>> BEGIN Material to process
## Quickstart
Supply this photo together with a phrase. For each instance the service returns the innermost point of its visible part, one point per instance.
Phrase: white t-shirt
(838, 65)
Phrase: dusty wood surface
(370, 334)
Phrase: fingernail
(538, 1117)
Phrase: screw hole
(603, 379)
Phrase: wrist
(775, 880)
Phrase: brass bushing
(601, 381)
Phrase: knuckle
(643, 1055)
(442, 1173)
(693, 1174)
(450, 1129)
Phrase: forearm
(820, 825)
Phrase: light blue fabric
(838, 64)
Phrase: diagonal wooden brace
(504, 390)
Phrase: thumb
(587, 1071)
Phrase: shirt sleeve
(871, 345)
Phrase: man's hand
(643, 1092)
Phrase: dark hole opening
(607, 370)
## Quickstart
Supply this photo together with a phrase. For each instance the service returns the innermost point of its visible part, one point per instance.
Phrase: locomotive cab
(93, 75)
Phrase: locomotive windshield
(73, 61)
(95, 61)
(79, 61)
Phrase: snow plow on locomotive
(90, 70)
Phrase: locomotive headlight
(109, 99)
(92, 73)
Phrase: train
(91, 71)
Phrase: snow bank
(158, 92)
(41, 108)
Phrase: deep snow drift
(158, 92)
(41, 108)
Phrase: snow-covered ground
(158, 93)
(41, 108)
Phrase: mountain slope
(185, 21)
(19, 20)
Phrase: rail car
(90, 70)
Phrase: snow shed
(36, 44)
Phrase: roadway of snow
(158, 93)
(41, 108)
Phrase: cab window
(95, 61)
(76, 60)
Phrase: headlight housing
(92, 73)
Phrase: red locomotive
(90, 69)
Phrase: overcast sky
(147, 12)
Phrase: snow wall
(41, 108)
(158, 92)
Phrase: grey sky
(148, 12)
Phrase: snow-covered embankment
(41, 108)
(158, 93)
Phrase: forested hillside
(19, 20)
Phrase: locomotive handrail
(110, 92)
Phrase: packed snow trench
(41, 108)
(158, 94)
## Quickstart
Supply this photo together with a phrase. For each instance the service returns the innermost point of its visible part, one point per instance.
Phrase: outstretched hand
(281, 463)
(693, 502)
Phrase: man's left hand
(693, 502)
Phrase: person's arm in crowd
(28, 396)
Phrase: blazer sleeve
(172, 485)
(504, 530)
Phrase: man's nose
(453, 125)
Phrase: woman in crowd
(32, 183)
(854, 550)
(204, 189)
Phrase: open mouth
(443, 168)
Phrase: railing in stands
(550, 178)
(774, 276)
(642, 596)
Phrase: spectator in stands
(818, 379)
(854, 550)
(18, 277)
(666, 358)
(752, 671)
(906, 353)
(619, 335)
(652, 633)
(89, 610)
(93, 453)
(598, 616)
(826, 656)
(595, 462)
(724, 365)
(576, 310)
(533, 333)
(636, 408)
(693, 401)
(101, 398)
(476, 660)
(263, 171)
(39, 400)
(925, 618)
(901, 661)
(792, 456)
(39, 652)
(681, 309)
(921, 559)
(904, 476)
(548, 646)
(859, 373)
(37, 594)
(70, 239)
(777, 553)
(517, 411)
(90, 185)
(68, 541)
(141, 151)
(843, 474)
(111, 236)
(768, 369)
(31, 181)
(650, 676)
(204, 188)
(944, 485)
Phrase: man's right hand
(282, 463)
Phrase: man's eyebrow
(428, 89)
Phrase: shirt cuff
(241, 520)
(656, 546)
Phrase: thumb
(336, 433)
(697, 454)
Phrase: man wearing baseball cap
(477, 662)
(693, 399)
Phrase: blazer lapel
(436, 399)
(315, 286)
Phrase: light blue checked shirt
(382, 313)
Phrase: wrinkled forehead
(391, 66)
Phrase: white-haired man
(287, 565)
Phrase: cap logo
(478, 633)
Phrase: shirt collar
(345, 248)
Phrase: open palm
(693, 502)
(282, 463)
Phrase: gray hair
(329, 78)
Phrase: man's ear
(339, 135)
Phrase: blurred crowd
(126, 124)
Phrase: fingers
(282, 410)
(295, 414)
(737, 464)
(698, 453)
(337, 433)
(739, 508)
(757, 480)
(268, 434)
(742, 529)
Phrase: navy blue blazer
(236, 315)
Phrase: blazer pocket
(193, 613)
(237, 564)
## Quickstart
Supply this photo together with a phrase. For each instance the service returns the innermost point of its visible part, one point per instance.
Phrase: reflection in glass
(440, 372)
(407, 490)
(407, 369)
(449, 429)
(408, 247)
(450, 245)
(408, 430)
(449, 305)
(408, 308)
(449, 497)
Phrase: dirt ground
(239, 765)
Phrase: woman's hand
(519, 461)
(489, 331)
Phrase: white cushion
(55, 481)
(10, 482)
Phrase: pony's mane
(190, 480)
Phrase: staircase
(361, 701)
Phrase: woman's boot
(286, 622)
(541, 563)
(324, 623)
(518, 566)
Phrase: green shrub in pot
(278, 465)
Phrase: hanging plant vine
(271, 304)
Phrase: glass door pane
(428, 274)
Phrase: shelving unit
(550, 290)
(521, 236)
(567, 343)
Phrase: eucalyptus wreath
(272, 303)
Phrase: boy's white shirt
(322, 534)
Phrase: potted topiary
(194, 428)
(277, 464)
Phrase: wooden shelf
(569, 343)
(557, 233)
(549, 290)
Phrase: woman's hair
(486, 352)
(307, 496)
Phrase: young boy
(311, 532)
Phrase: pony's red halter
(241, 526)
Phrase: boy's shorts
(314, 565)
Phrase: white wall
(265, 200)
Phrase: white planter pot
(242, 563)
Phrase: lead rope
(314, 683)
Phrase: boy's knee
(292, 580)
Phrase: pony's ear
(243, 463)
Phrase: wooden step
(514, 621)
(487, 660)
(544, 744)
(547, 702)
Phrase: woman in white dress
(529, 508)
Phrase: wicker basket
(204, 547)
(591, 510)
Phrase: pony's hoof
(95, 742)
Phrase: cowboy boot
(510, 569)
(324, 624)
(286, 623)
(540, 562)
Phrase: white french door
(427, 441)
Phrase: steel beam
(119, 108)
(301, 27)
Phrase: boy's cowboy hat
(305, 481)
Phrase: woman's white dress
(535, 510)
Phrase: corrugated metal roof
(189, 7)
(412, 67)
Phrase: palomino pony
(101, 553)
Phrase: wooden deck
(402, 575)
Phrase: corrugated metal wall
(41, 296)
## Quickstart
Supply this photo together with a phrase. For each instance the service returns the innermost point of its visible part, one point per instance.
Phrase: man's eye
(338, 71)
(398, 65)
>> END Material to process
Instructions for the task: Rename the heading "Quickstart" to "Getting Started" in every entry above, and reproduce all other lines unchanged.

Completed exercise:
## Getting Started
Supply this photo together with a phrase. For each instance the service returns the innermost point of its visible part, one point per instance.
Phrase: white t-shirt
(838, 65)
Phrase: dusty wood surface
(370, 334)
Phrase: fingernail
(538, 1117)
Phrase: screw hole
(603, 379)
Phrase: wrist
(775, 880)
Phrase: brass bushing
(601, 381)
Phrase: knuckle
(643, 1055)
(442, 1173)
(693, 1174)
(450, 1129)
Phrase: forearm
(820, 825)
Phrase: light blue fabric
(838, 64)
Phrase: diagonal wooden brace
(504, 390)
Phrase: thumb
(587, 1071)
Phrase: shirt sleeve
(871, 345)
Phrase: man's hand
(643, 1092)
Phrase: dark hole opening
(607, 370)
## Getting Started
Supply this photo together with a phrase. For each instance the service returns the innermost point of its visible part, one point per instance.
Phrase: locomotive cab
(93, 75)
Phrase: locomotive windshield
(73, 61)
(95, 61)
(79, 61)
Phrase: snow plow on locomotive
(90, 70)
Phrase: locomotive headlight
(109, 99)
(92, 73)
Phrase: train
(91, 71)
Phrase: snow bank
(158, 92)
(41, 108)
Phrase: deep snow drift
(158, 92)
(41, 108)
Phrase: snow-covered ground
(158, 93)
(41, 108)
Phrase: mountain slope
(185, 21)
(19, 20)
Phrase: rail car
(90, 70)
Phrase: snow shed
(36, 44)
Phrase: roadway of snow
(158, 93)
(41, 108)
Phrase: cab window
(95, 61)
(76, 60)
Phrase: headlight housing
(92, 73)
Phrase: red locomotive
(90, 69)
Phrase: overcast sky
(147, 12)
Phrase: snow wall
(41, 108)
(158, 92)
Phrase: grey sky
(148, 12)
Phrase: snow-covered embankment
(41, 108)
(158, 93)
Phrase: forested hillside
(19, 20)
Phrase: locomotive handrail
(110, 92)
Phrase: packed snow trench
(41, 108)
(158, 94)
## Getting Started
Supply this photo together with a phrase. For each instance the service returns the innermost point of its visible part, one point per instance.
Phrase: outstretched hand
(281, 463)
(693, 502)
Phrase: man's left hand
(693, 502)
Phrase: person's arm in crowd
(28, 396)
Phrase: blazer sleeve
(172, 485)
(504, 530)
Phrase: man's nose
(453, 125)
Phrase: woman in crowd
(32, 183)
(854, 550)
(204, 189)
Phrase: open mouth
(443, 168)
Phrase: railing in stands
(550, 178)
(774, 276)
(642, 596)
Phrase: spectator in stands
(818, 379)
(854, 550)
(18, 277)
(666, 358)
(752, 671)
(906, 353)
(619, 335)
(652, 633)
(89, 610)
(93, 453)
(598, 616)
(826, 656)
(595, 462)
(724, 365)
(576, 310)
(533, 333)
(636, 408)
(693, 401)
(101, 398)
(476, 660)
(263, 171)
(39, 400)
(925, 618)
(901, 661)
(792, 456)
(39, 652)
(681, 309)
(921, 559)
(904, 476)
(548, 646)
(859, 373)
(37, 594)
(70, 239)
(777, 553)
(517, 411)
(90, 185)
(68, 541)
(141, 151)
(843, 474)
(111, 236)
(768, 369)
(31, 181)
(650, 676)
(204, 188)
(944, 485)
Phrase: man's right hand
(282, 463)
Phrase: man's eyebrow
(428, 89)
Phrase: shirt cuff
(241, 520)
(656, 546)
Phrase: thumb
(336, 433)
(697, 454)
Phrase: man wearing baseball cap
(477, 662)
(693, 399)
Phrase: blazer lapel
(436, 399)
(315, 286)
Phrase: light blue checked shirt
(382, 313)
Phrase: wrinkled forehead
(391, 66)
Phrase: white-haired man
(287, 565)
Phrase: cap logo
(478, 633)
Phrase: shirt collar
(345, 248)
Phrase: open palm
(693, 502)
(282, 463)
Phrase: gray hair
(329, 78)
Phrase: man's ear
(339, 135)
Phrase: blurred crowd
(126, 124)
Phrase: fingers
(282, 410)
(295, 414)
(737, 464)
(698, 453)
(337, 433)
(739, 508)
(757, 480)
(268, 434)
(742, 529)
Phrase: navy blue blazer
(236, 315)
Phrase: blazer pocket
(193, 613)
(237, 564)
## Getting Started
Supply this photo together with a phrase. For each instance the service returns the innermost point of its visible part, one point per instance.
Phrase: reflection in glass
(440, 372)
(407, 490)
(407, 369)
(449, 429)
(408, 247)
(450, 245)
(408, 430)
(449, 305)
(408, 308)
(449, 497)
Phrase: dirt ground
(239, 765)
Phrase: woman's hand
(519, 461)
(489, 331)
Phrase: white cushion
(55, 481)
(10, 482)
Phrase: pony's mane
(190, 480)
Phrase: staircase
(361, 701)
Phrase: woman's boot
(286, 622)
(541, 563)
(324, 623)
(518, 566)
Phrase: green shrub in pot
(278, 465)
Phrase: hanging plant vine
(271, 304)
Phrase: glass door pane
(428, 274)
Phrase: shelving unit
(550, 290)
(521, 236)
(567, 343)
Phrase: eucalyptus wreath
(272, 303)
Phrase: boy's white shirt
(322, 534)
Phrase: potted topiary
(194, 428)
(277, 464)
Phrase: wooden shelf
(569, 343)
(557, 233)
(549, 290)
Phrase: woman's hair
(486, 352)
(307, 496)
Phrase: young boy
(311, 532)
Phrase: pony's red halter
(241, 526)
Phrase: boy's shorts
(314, 565)
Phrase: white wall
(265, 200)
Phrase: white planter pot
(242, 563)
Phrase: lead rope
(314, 683)
Phrase: boy's knee
(292, 580)
Phrase: pony's ear
(243, 463)
Phrase: wooden step
(514, 621)
(487, 660)
(544, 744)
(547, 702)
Phrase: woman in white dress
(529, 508)
Phrase: wicker basket
(204, 547)
(591, 510)
Phrase: pony's hoof
(95, 742)
Phrase: cowboy boot
(510, 569)
(324, 624)
(286, 623)
(540, 562)
Phrase: white french door
(427, 441)
Phrase: steel beam
(119, 108)
(301, 27)
Phrase: boy's cowboy hat
(305, 481)
Phrase: woman's white dress
(535, 510)
Phrase: corrugated metal roof
(189, 7)
(412, 67)
Phrase: palomino pony
(101, 553)
Phrase: wooden deck
(402, 575)
Phrase: corrugated metal wall
(41, 296)
## Getting Started
Supply this photo together with a phrase. For each instance the service returns the innermost point of its visible part, one point per instance.
Phrase: man's eye
(338, 71)
(398, 65)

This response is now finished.